§ DA FARE
A: Secondo il testo fornito, quale gruppo rappresenta Maria Costantini?
B: Ripeti parola per parola il passo del testo fornito che comincia con "Cosa ha rappresentato" e prosegue fino a "intruso di Aksè.".

Cosa ha rappresentato la settimana ravennate? Come è stato possibile far confluire gli strumenti personali di ognuno all’interno del lavoro collettivo? E ora, chiusi i battenti, che succederà? Ci saranno degli sviluppi? Sentiamo.
In ultimo, una postilla su chi è e come agisce Connection Voyeur (Lorenzo Donati, Chiara Alessi, Rocco Manuel Spiezio, Paolo Bernardelli), l’indispensabile intruso di Aksè.
Reggimento Carri: Roberto Corradino
È stato un momento molto libero sicuramente, fuori - fin troppo, niente corsivi mi raccomando questa è una confidenza - fuori dicevo da normalizzati schemi laboratoriali o d'incontro fra gruppi teatrali e quindi una riflessione, direi intima, sui meccanismi della creazione. Uno degli impegni minimi e massimi per il lavoro è stato quello della riduzione allo zero, quasi dell'inazione…
Lavorando, come ho detto nelle giornate di incontro, su una prospettiva abbastanza agli antipodi rispetto alla mia, partendo appunto io più dalla maschera - tradizione o codice, comunque la si intenda questa maschera - piuttosto che da un'analisi terminologica della grammatica teatrale, e avendo io come obiettivo stabile la verifica dell'attore in situazione
- leggi, addosso al pubblico – un eventuale secondo momento di Aksè dovrà obbligatoriamente concentrarsi su questo tipo di rapporto.
Vagamondi: Maria Costantini
Indubbiamente Aksè è stato un incontro. E, sotto certi punti di vista, uno scontro. Questo aspetto si è evidenziato nei momenti in cui il lavoro fisico lasciava il posto alle riflessioni sui materiali che avevamo proposto.

§ MATERIALE ESTRATTO
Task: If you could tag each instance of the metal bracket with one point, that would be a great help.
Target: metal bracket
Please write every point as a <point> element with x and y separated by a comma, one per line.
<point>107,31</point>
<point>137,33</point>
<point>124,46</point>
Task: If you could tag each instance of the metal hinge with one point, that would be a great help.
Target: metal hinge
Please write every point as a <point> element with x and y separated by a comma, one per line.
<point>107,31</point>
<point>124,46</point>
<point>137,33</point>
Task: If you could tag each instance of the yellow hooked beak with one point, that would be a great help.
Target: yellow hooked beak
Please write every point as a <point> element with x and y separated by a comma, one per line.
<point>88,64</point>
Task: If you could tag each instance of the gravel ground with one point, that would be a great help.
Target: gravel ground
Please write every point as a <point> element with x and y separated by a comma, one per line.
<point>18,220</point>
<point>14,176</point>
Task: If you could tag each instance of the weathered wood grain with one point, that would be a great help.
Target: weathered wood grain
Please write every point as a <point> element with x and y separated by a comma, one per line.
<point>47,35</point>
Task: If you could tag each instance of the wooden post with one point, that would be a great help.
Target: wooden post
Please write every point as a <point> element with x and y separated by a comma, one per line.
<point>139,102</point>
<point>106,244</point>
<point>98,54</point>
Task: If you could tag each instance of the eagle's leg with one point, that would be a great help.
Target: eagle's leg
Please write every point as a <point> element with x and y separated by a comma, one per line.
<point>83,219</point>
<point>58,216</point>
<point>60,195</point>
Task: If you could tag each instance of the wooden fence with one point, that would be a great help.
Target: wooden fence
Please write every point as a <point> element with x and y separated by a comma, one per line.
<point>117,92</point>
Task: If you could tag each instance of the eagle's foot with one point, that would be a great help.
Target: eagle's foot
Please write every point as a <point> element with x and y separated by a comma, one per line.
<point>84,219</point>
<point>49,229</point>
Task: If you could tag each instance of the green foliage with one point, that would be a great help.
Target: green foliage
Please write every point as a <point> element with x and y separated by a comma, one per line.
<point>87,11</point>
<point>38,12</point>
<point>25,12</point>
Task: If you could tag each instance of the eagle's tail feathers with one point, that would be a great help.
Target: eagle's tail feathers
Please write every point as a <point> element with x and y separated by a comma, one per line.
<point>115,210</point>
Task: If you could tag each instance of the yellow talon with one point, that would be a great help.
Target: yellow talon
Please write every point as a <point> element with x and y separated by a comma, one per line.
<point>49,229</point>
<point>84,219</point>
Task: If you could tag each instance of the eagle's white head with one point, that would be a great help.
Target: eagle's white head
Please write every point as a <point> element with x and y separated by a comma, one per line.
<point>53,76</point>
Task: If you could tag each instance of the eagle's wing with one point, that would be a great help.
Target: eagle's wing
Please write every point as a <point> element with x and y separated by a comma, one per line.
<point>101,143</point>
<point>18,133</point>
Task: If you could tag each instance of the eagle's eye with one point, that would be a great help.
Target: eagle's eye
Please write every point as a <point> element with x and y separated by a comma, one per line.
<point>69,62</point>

§ SOLUZIONI DELL'ESERCIZIO
A: Vagamondi.

B:
Cosa ha rappresentato la settimana ravennate? Come è stato possibile far confluire gli strumenti personali di ognuno all’interno del lavoro collettivo? E ora, chiusi i battenti, che succederà? Ci saranno degli sviluppi? Sentiamo.
In ultimo, una postilla su chi è e come agisce Connection Voyeur (Lorenzo Donati, Chiara Alessi, Rocco Manuel Spiezio, Paolo Bernardelli), l’indispensabile intruso di Aksè.